**Try it:** Your task is to copy every line of the records below that contains "white".

**Natural-language object grounding data:**
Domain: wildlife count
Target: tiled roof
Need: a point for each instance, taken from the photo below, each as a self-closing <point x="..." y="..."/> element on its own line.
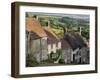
<point x="33" y="25"/>
<point x="52" y="38"/>
<point x="65" y="44"/>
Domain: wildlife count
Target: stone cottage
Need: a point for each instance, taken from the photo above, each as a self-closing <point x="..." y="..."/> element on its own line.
<point x="36" y="39"/>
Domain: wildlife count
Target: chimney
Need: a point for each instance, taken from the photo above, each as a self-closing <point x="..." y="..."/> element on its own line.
<point x="65" y="30"/>
<point x="35" y="17"/>
<point x="48" y="24"/>
<point x="80" y="30"/>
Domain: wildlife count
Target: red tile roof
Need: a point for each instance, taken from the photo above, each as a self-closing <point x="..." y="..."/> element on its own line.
<point x="65" y="44"/>
<point x="52" y="38"/>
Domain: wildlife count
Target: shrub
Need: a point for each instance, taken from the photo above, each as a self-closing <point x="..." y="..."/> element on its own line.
<point x="61" y="61"/>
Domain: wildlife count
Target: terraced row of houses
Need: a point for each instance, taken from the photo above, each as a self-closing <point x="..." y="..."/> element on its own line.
<point x="42" y="41"/>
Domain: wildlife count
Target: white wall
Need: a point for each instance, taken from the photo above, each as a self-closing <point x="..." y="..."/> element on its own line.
<point x="5" y="43"/>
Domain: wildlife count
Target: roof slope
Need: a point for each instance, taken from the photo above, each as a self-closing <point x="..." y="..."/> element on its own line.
<point x="52" y="38"/>
<point x="65" y="44"/>
<point x="33" y="25"/>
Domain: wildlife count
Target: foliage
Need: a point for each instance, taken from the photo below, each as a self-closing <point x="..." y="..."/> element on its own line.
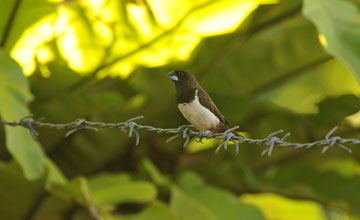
<point x="288" y="65"/>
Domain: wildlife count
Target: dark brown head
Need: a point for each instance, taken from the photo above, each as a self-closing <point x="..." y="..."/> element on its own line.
<point x="183" y="79"/>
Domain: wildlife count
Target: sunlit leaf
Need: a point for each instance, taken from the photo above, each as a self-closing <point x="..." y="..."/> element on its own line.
<point x="278" y="207"/>
<point x="339" y="27"/>
<point x="195" y="200"/>
<point x="14" y="97"/>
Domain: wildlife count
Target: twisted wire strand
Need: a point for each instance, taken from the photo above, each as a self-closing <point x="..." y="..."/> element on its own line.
<point x="186" y="132"/>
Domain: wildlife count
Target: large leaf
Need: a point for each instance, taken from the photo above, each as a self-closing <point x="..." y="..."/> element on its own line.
<point x="196" y="200"/>
<point x="113" y="189"/>
<point x="17" y="195"/>
<point x="339" y="28"/>
<point x="14" y="97"/>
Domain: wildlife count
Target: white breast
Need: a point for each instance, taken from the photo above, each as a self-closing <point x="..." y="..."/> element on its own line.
<point x="199" y="116"/>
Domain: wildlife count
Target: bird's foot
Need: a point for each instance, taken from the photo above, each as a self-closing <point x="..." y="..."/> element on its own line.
<point x="202" y="134"/>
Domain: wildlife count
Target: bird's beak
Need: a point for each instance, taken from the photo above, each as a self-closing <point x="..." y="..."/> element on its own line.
<point x="172" y="76"/>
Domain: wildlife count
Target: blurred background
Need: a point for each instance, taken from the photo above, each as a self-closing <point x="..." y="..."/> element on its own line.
<point x="267" y="64"/>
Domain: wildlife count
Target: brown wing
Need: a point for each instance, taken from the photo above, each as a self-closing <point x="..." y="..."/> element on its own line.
<point x="206" y="101"/>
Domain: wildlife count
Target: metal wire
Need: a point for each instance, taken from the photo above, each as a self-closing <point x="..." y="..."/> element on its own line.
<point x="186" y="132"/>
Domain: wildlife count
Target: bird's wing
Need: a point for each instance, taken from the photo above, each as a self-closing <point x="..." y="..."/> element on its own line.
<point x="206" y="101"/>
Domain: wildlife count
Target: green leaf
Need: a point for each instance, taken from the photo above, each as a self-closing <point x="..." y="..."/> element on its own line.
<point x="17" y="194"/>
<point x="195" y="200"/>
<point x="117" y="188"/>
<point x="156" y="211"/>
<point x="14" y="96"/>
<point x="339" y="29"/>
<point x="305" y="181"/>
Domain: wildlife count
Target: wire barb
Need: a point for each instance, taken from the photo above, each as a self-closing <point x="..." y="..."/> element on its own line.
<point x="186" y="132"/>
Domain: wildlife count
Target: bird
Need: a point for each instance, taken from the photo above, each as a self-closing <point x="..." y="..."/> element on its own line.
<point x="196" y="105"/>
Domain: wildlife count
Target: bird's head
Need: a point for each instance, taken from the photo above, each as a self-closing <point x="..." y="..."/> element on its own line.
<point x="183" y="78"/>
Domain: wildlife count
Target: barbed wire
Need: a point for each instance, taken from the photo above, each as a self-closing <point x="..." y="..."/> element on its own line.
<point x="186" y="132"/>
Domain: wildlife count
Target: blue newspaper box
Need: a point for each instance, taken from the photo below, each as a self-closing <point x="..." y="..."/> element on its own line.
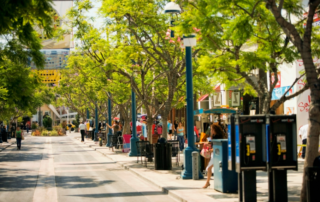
<point x="225" y="181"/>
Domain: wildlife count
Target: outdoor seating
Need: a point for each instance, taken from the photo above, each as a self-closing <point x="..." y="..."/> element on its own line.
<point x="116" y="142"/>
<point x="175" y="150"/>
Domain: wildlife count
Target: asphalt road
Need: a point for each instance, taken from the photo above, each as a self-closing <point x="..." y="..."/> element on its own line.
<point x="57" y="169"/>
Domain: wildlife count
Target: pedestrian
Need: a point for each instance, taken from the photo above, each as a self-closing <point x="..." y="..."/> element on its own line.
<point x="303" y="134"/>
<point x="169" y="129"/>
<point x="216" y="133"/>
<point x="19" y="136"/>
<point x="181" y="136"/>
<point x="82" y="128"/>
<point x="69" y="127"/>
<point x="4" y="134"/>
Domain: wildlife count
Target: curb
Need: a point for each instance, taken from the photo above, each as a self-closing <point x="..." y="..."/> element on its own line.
<point x="11" y="143"/>
<point x="164" y="189"/>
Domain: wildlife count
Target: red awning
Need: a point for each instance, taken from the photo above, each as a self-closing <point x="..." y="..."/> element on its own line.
<point x="203" y="97"/>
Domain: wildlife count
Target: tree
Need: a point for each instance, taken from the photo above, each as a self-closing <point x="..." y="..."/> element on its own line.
<point x="240" y="37"/>
<point x="47" y="122"/>
<point x="20" y="89"/>
<point x="302" y="39"/>
<point x="24" y="92"/>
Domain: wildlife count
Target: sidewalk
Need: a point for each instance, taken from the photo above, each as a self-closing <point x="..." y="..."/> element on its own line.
<point x="189" y="190"/>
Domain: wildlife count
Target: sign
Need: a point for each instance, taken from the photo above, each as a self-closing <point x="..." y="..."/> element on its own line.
<point x="196" y="112"/>
<point x="277" y="93"/>
<point x="278" y="85"/>
<point x="235" y="99"/>
<point x="217" y="100"/>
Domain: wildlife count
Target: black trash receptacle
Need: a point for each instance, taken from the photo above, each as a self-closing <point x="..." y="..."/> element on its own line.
<point x="313" y="181"/>
<point x="162" y="156"/>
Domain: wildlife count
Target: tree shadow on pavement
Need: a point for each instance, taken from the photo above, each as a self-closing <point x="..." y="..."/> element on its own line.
<point x="23" y="182"/>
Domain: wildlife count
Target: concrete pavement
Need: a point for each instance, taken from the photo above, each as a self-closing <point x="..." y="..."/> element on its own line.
<point x="190" y="190"/>
<point x="59" y="169"/>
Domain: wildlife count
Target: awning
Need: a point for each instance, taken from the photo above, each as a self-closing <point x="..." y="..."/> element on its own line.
<point x="203" y="97"/>
<point x="220" y="111"/>
<point x="197" y="112"/>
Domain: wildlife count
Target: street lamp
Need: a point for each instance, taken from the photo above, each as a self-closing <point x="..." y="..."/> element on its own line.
<point x="188" y="42"/>
<point x="134" y="139"/>
<point x="88" y="115"/>
<point x="109" y="136"/>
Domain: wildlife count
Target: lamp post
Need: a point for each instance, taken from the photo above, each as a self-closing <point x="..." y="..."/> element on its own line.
<point x="188" y="42"/>
<point x="134" y="139"/>
<point x="88" y="115"/>
<point x="96" y="124"/>
<point x="109" y="122"/>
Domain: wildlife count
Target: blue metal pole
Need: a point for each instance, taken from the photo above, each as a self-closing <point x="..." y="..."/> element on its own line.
<point x="109" y="122"/>
<point x="96" y="124"/>
<point x="88" y="116"/>
<point x="134" y="139"/>
<point x="187" y="172"/>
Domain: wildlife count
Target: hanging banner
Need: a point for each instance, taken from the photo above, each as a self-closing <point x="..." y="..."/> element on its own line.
<point x="61" y="8"/>
<point x="217" y="99"/>
<point x="278" y="85"/>
<point x="235" y="99"/>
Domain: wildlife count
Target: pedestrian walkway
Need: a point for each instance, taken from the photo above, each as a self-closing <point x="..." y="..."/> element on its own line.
<point x="189" y="190"/>
<point x="55" y="169"/>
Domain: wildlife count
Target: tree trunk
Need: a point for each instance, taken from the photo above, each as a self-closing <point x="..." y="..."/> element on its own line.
<point x="314" y="120"/>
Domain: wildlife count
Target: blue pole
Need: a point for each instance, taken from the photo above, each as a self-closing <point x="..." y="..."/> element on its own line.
<point x="96" y="124"/>
<point x="134" y="139"/>
<point x="109" y="122"/>
<point x="187" y="172"/>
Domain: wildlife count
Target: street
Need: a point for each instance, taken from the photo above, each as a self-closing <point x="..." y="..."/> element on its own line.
<point x="57" y="169"/>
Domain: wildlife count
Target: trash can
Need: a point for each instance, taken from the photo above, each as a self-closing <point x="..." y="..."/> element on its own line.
<point x="225" y="181"/>
<point x="313" y="181"/>
<point x="162" y="156"/>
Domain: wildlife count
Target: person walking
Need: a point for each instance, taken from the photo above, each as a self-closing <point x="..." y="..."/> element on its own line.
<point x="216" y="133"/>
<point x="69" y="126"/>
<point x="19" y="135"/>
<point x="82" y="128"/>
<point x="303" y="134"/>
<point x="181" y="136"/>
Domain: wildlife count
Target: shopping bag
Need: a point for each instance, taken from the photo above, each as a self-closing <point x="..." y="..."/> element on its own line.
<point x="205" y="152"/>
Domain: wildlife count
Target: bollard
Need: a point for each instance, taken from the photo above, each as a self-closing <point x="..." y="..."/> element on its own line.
<point x="195" y="165"/>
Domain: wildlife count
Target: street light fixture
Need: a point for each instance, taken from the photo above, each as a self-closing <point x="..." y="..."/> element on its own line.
<point x="188" y="42"/>
<point x="134" y="139"/>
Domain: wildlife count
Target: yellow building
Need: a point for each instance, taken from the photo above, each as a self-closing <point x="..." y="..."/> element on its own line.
<point x="49" y="76"/>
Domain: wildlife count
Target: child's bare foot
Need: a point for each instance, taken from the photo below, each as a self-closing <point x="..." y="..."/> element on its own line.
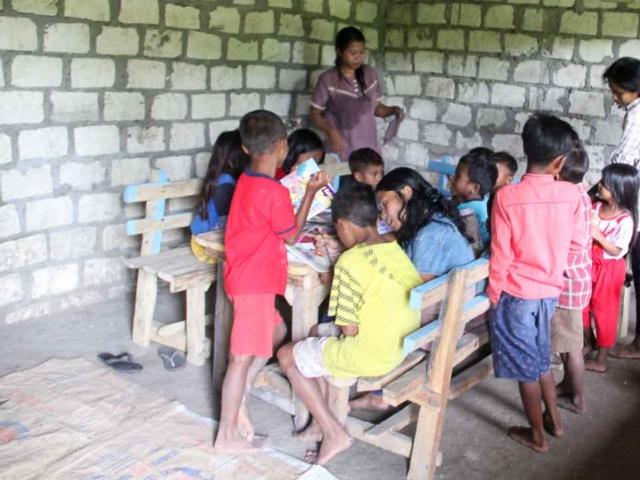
<point x="312" y="433"/>
<point x="245" y="425"/>
<point x="550" y="426"/>
<point x="369" y="402"/>
<point x="594" y="366"/>
<point x="524" y="436"/>
<point x="572" y="403"/>
<point x="329" y="448"/>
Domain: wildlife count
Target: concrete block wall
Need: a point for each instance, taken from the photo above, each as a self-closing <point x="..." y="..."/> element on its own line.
<point x="94" y="94"/>
<point x="470" y="73"/>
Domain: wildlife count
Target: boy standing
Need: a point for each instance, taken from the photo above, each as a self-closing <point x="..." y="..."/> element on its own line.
<point x="370" y="299"/>
<point x="535" y="226"/>
<point x="261" y="220"/>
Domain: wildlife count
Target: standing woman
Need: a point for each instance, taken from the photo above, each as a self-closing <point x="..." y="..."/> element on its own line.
<point x="348" y="97"/>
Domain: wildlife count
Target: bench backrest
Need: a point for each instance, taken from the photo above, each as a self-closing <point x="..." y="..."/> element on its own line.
<point x="155" y="195"/>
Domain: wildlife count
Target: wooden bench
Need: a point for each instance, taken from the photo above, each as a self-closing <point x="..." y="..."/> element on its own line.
<point x="177" y="266"/>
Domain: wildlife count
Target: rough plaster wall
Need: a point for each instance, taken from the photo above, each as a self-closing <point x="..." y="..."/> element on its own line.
<point x="470" y="73"/>
<point x="96" y="93"/>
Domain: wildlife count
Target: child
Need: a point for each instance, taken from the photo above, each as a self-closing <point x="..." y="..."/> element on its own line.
<point x="370" y="298"/>
<point x="507" y="168"/>
<point x="474" y="179"/>
<point x="566" y="325"/>
<point x="227" y="162"/>
<point x="535" y="226"/>
<point x="613" y="229"/>
<point x="623" y="77"/>
<point x="303" y="145"/>
<point x="261" y="220"/>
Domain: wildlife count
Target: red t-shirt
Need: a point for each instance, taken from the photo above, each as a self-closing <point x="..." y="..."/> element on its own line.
<point x="261" y="216"/>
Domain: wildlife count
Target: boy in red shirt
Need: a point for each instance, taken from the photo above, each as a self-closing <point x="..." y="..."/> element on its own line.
<point x="535" y="226"/>
<point x="261" y="220"/>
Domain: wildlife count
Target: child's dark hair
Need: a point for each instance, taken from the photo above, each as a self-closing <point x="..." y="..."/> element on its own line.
<point x="624" y="72"/>
<point x="260" y="130"/>
<point x="302" y="141"/>
<point x="481" y="170"/>
<point x="623" y="183"/>
<point x="362" y="158"/>
<point x="227" y="157"/>
<point x="546" y="138"/>
<point x="344" y="38"/>
<point x="425" y="202"/>
<point x="507" y="159"/>
<point x="576" y="164"/>
<point x="357" y="204"/>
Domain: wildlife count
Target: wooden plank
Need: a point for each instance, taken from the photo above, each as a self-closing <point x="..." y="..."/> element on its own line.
<point x="396" y="422"/>
<point x="155" y="191"/>
<point x="393" y="442"/>
<point x="366" y="384"/>
<point x="471" y="377"/>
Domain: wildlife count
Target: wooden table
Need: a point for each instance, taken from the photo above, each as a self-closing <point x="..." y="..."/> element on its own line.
<point x="304" y="293"/>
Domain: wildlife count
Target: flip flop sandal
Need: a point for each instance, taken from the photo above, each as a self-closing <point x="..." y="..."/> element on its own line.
<point x="120" y="363"/>
<point x="172" y="359"/>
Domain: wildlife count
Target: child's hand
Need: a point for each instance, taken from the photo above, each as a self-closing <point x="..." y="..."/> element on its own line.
<point x="317" y="181"/>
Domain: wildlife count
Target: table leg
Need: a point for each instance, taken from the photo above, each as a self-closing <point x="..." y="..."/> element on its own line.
<point x="221" y="337"/>
<point x="304" y="305"/>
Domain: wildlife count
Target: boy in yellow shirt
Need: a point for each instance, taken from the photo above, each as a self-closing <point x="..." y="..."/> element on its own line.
<point x="370" y="300"/>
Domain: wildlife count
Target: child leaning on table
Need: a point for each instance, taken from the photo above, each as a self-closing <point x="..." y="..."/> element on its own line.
<point x="370" y="299"/>
<point x="261" y="220"/>
<point x="227" y="162"/>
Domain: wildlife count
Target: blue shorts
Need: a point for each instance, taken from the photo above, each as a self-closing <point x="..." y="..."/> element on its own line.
<point x="521" y="337"/>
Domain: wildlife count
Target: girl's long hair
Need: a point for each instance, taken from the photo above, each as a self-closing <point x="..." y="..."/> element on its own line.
<point x="425" y="202"/>
<point x="622" y="181"/>
<point x="227" y="157"/>
<point x="302" y="141"/>
<point x="344" y="38"/>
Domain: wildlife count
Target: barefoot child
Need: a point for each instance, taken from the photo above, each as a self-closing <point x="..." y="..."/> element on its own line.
<point x="613" y="230"/>
<point x="227" y="162"/>
<point x="623" y="77"/>
<point x="535" y="226"/>
<point x="261" y="220"/>
<point x="370" y="299"/>
<point x="566" y="324"/>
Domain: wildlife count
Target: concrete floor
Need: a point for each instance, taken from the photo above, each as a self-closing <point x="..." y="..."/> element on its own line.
<point x="602" y="444"/>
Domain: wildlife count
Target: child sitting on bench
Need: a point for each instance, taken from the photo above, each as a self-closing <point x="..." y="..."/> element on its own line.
<point x="370" y="299"/>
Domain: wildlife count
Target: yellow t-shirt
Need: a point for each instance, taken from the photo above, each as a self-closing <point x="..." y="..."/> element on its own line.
<point x="370" y="290"/>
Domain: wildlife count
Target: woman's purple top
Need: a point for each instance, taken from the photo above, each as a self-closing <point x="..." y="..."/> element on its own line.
<point x="346" y="109"/>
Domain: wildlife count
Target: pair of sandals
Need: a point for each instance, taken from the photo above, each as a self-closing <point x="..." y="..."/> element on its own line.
<point x="172" y="360"/>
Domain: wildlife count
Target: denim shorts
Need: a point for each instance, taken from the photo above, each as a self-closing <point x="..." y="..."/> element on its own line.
<point x="521" y="337"/>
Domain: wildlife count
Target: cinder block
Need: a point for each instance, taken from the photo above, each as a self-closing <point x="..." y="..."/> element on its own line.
<point x="187" y="136"/>
<point x="17" y="184"/>
<point x="118" y="41"/>
<point x="49" y="213"/>
<point x="98" y="140"/>
<point x="92" y="73"/>
<point x="82" y="176"/>
<point x="74" y="107"/>
<point x="49" y="142"/>
<point x="66" y="38"/>
<point x="32" y="71"/>
<point x="120" y="106"/>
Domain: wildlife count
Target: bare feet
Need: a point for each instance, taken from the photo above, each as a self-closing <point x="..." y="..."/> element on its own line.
<point x="524" y="436"/>
<point x="571" y="403"/>
<point x="330" y="447"/>
<point x="594" y="366"/>
<point x="312" y="433"/>
<point x="245" y="425"/>
<point x="369" y="402"/>
<point x="550" y="426"/>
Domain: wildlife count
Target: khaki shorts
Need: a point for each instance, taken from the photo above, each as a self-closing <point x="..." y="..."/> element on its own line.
<point x="566" y="330"/>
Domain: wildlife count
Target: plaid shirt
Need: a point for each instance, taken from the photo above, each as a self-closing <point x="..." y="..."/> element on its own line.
<point x="576" y="291"/>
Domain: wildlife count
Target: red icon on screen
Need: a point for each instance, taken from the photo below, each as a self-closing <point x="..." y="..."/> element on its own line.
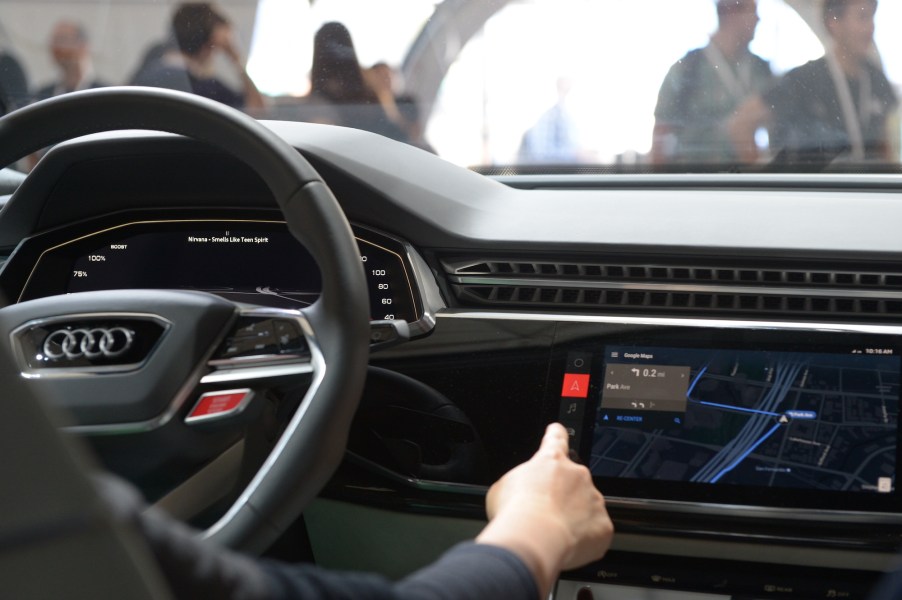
<point x="576" y="385"/>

**Response to the exercise:**
Target: white wall
Target: white breast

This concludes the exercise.